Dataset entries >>
##########
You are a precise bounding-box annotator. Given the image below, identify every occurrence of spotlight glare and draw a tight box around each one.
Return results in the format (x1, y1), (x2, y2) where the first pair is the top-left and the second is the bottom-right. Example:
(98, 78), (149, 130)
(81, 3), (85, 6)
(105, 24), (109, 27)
##########
PROMPT >>
Copy all of the entries above exactly as shown.

YOUR RESPONSE >>
You are a precise bounding-box annotator. Given the image below, identify every occurrence of spotlight glare and draw a tight box around each one.
Return results in the format (x1, y1), (x2, y2) where the first pair is the top-left and the second is the bottom-right. Example:
(98, 78), (149, 130)
(81, 3), (85, 6)
(105, 24), (109, 27)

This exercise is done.